(What this task involves):
Write out the stretch from the start of the items through the line containing "[[185, 240], [319, 238], [324, 239]]", both ends included, as a JSON list of strings with one string per line and blank lines left out. Leave the pictures out of the answer.

Begin The input

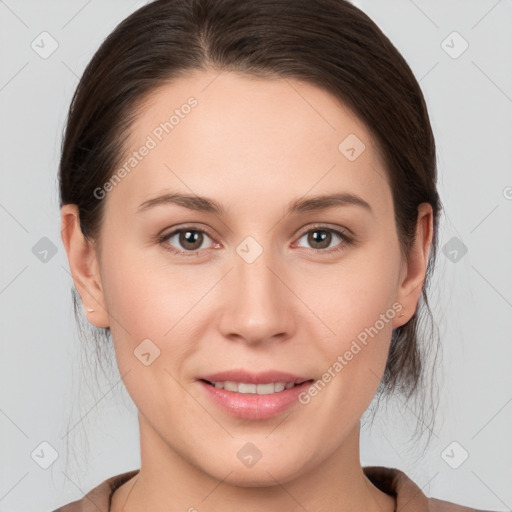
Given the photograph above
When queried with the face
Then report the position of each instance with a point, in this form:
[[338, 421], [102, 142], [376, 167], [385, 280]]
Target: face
[[259, 277]]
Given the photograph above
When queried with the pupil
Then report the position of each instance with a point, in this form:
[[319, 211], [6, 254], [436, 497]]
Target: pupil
[[323, 239], [190, 237]]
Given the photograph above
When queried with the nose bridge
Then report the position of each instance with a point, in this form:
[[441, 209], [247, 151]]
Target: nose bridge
[[259, 304]]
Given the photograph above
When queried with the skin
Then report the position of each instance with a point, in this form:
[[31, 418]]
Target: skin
[[254, 145]]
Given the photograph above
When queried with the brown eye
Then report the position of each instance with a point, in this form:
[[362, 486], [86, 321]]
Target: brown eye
[[185, 240], [319, 238], [324, 239]]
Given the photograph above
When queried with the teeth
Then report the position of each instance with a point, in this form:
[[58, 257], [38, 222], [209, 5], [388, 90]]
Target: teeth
[[260, 389]]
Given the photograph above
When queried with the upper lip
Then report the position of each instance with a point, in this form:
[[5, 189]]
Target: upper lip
[[254, 378]]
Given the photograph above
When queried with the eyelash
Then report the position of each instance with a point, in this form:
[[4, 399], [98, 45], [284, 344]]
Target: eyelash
[[346, 240]]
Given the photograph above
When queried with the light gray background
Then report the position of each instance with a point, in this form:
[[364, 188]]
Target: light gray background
[[44, 397]]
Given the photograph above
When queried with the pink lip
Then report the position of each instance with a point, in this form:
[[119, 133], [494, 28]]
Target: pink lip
[[251, 405], [253, 378]]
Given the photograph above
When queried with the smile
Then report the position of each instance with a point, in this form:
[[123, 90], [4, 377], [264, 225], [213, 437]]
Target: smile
[[249, 388]]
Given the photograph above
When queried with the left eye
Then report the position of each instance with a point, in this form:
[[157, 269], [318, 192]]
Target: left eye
[[321, 238], [189, 239]]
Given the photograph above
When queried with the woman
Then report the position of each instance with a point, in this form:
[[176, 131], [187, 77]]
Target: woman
[[249, 208]]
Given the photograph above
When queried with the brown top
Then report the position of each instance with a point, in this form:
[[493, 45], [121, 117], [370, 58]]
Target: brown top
[[409, 496]]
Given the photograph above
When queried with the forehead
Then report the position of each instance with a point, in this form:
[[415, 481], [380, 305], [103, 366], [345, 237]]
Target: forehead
[[242, 139]]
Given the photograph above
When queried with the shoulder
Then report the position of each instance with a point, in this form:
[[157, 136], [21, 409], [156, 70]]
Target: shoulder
[[98, 498], [409, 497]]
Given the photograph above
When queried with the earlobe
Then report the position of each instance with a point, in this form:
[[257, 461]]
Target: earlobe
[[411, 284], [84, 266]]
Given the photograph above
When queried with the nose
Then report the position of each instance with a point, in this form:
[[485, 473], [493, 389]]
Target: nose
[[258, 304]]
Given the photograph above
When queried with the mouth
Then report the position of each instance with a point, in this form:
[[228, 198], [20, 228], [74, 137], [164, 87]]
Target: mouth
[[253, 396], [265, 388]]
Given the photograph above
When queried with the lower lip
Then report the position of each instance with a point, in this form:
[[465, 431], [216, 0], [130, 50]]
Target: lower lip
[[252, 406]]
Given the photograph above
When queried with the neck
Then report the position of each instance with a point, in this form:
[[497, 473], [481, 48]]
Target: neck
[[166, 481]]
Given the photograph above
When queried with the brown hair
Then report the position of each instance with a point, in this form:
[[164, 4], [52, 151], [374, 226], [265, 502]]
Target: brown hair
[[328, 43]]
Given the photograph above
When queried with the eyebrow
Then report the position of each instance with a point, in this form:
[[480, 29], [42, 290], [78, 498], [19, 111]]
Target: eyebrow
[[204, 204]]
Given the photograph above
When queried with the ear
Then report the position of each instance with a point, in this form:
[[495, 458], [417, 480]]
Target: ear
[[414, 269], [84, 266]]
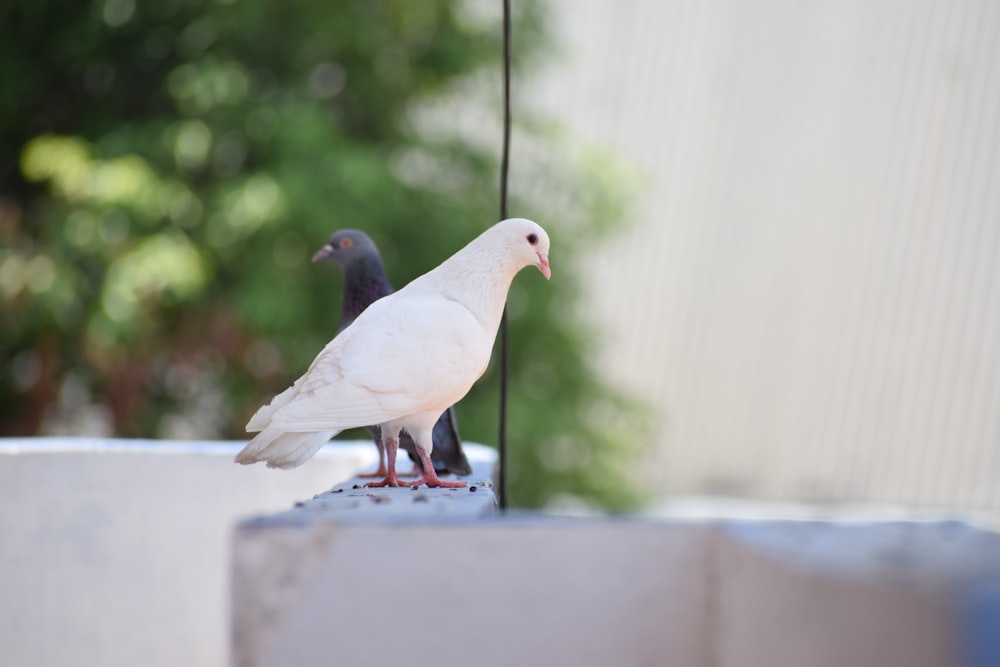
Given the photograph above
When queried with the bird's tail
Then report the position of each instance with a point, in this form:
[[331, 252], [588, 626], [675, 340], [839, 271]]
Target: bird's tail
[[282, 449]]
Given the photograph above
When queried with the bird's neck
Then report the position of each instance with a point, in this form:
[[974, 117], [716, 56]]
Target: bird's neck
[[480, 283], [364, 282]]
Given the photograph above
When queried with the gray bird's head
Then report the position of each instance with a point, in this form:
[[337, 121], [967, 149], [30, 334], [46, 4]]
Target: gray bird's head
[[346, 247]]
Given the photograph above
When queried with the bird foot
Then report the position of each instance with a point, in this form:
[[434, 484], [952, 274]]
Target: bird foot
[[389, 480], [433, 481]]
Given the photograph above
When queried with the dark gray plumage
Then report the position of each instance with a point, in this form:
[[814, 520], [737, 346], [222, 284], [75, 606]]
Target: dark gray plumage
[[364, 282]]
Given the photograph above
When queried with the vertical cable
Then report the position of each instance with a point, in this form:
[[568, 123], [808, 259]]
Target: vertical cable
[[504, 343]]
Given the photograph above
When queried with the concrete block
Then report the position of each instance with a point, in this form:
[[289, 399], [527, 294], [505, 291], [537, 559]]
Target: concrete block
[[314, 591], [116, 552], [822, 594]]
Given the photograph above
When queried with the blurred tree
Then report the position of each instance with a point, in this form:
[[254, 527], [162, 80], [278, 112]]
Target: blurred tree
[[167, 169]]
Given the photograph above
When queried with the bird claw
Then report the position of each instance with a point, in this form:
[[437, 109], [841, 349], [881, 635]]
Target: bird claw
[[390, 480], [435, 482]]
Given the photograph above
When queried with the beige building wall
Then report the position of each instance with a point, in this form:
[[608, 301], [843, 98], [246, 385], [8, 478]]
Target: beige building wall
[[817, 238]]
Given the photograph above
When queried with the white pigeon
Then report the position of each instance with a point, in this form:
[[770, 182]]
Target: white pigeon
[[405, 359]]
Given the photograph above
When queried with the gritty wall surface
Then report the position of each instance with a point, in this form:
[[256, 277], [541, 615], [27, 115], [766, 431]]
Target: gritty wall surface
[[116, 553]]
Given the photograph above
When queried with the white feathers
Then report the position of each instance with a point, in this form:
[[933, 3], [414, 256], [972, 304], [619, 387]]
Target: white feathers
[[407, 357]]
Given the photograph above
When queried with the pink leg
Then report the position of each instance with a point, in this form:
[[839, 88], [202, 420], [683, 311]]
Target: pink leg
[[380, 471], [430, 477], [390, 476]]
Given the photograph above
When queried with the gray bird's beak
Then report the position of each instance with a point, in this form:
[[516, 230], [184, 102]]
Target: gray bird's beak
[[323, 252], [543, 266]]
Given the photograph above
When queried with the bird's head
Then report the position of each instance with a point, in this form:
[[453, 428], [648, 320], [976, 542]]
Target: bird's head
[[528, 243], [346, 246]]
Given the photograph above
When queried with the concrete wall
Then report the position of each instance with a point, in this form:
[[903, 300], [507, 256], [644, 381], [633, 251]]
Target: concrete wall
[[116, 553], [313, 589]]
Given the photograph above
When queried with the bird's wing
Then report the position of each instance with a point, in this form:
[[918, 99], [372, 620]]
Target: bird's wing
[[401, 356]]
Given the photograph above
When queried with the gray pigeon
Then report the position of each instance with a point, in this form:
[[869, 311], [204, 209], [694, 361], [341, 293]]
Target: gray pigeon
[[364, 282]]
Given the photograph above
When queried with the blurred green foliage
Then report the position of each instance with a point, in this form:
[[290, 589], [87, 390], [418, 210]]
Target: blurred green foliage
[[168, 168]]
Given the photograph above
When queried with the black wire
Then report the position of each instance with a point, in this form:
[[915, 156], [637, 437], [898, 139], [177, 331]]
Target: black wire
[[504, 342]]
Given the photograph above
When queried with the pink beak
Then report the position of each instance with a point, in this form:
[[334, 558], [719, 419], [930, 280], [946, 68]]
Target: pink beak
[[543, 266]]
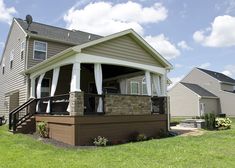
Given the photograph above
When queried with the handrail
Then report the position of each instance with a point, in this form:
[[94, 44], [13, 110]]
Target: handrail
[[13, 122]]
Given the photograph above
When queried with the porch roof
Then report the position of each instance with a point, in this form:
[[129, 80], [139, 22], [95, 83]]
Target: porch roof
[[77, 49]]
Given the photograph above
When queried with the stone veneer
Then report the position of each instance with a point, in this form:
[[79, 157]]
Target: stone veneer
[[127, 104], [76, 103]]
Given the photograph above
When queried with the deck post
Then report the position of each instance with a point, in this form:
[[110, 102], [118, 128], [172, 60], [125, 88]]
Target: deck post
[[76, 103], [32, 88]]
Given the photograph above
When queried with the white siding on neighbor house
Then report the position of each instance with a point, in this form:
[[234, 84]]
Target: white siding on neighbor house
[[12, 81], [212, 105], [123, 48], [183, 102], [214, 86]]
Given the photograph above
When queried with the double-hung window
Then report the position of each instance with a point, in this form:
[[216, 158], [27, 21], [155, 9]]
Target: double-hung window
[[40, 50], [144, 87], [134, 87]]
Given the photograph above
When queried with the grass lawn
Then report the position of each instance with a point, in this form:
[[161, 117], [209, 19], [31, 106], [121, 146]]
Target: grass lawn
[[213, 149]]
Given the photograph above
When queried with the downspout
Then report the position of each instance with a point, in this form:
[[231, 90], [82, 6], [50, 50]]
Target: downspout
[[26, 67]]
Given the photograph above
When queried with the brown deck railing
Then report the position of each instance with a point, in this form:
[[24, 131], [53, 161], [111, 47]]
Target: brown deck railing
[[21, 114], [159, 105], [91, 102], [58, 104]]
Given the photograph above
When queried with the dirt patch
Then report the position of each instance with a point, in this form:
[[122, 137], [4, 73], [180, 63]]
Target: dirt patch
[[187, 131]]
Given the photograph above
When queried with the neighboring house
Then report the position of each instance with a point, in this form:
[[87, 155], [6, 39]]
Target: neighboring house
[[203, 91], [78, 83]]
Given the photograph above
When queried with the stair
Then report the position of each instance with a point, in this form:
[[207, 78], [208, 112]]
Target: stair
[[27, 127]]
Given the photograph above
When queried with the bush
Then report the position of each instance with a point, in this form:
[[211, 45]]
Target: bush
[[223, 123], [210, 121], [42, 129], [100, 141], [141, 137]]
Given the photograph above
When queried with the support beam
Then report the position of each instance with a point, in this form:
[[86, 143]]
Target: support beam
[[148, 83], [75, 80]]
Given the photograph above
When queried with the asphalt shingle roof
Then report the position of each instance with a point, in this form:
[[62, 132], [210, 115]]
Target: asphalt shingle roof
[[219, 76], [198, 90], [56, 33]]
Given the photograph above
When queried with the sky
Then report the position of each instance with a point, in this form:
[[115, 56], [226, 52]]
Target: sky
[[187, 33]]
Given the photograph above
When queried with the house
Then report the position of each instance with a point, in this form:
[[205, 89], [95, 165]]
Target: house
[[203, 91], [77, 82]]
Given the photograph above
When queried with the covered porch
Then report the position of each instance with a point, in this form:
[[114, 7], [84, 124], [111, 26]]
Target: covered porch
[[96, 89]]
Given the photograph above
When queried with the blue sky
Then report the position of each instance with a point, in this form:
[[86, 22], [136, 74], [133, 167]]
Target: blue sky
[[188, 33]]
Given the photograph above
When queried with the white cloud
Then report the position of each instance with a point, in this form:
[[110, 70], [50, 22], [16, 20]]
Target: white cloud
[[175, 80], [183, 45], [220, 34], [205, 65], [6, 14], [230, 6], [178, 65], [163, 46], [106, 18], [228, 73], [229, 70]]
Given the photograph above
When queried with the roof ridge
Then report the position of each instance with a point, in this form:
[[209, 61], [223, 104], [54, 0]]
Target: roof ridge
[[59, 27]]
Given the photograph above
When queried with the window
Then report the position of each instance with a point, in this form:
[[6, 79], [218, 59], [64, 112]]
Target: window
[[22, 48], [11, 59], [134, 87], [45, 92], [40, 50], [144, 87]]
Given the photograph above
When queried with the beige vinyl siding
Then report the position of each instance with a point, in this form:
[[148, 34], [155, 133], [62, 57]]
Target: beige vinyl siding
[[183, 102], [226, 87], [123, 48], [12, 81], [53, 48]]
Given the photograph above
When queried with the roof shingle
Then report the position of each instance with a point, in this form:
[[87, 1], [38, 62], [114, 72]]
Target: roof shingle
[[219, 76], [198, 90]]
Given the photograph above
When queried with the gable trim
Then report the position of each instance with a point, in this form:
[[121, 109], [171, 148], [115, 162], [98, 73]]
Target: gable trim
[[139, 39]]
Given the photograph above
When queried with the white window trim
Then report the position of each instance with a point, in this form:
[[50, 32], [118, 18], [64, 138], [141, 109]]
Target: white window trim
[[49, 85], [138, 85], [39, 50], [144, 83], [22, 49]]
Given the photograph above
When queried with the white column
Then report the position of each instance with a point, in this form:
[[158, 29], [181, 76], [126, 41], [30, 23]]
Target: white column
[[56, 72], [75, 80], [148, 83], [32, 88], [98, 83], [157, 84], [164, 84], [39, 88]]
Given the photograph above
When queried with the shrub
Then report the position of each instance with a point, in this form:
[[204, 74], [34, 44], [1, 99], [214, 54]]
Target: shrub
[[223, 123], [141, 137], [210, 121], [42, 129], [100, 141]]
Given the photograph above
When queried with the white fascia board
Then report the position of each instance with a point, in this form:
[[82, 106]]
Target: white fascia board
[[87, 58]]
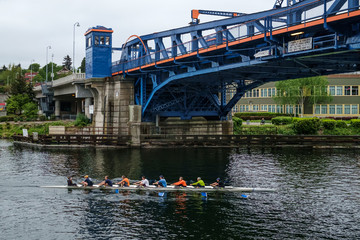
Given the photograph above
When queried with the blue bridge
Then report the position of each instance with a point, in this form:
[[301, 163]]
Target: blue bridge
[[187, 72]]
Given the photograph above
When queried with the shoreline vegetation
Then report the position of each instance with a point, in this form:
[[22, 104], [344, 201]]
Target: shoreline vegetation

End The input

(Final result):
[
  "Given the photograph above",
  "When queried with the face",
  "Then report the position of each instance with a point, in this form:",
  "[[338, 421], [102, 142], [376, 167], [385, 280]]",
  "Target: face",
  "[[259, 277]]",
  "Given the photograph above",
  "When queried with the pupil",
  "Then report the position of each instance with a point, in this form:",
  "[[319, 211], [6, 254], [436, 497]]",
  "Target: pupil",
  "[[323, 239], [190, 237]]",
  "Given the photograph above",
  "When queried with the nose bridge",
  "Then report the position of each instance with a point, in this form:",
  "[[441, 209], [247, 151]]",
  "Target: nose bridge",
  "[[259, 304]]",
  "Given the photograph above",
  "When queried with the skin",
  "Then report the position of each instance with a point, in this form:",
  "[[31, 418]]",
  "Target: skin",
  "[[254, 145]]",
  "Given the photograph above",
  "When queried with the brown eye",
  "Then report the position of each instance with a point, in this form:",
  "[[362, 486], [86, 321]]",
  "Target: brown eye",
  "[[185, 240], [319, 238], [324, 239]]"
]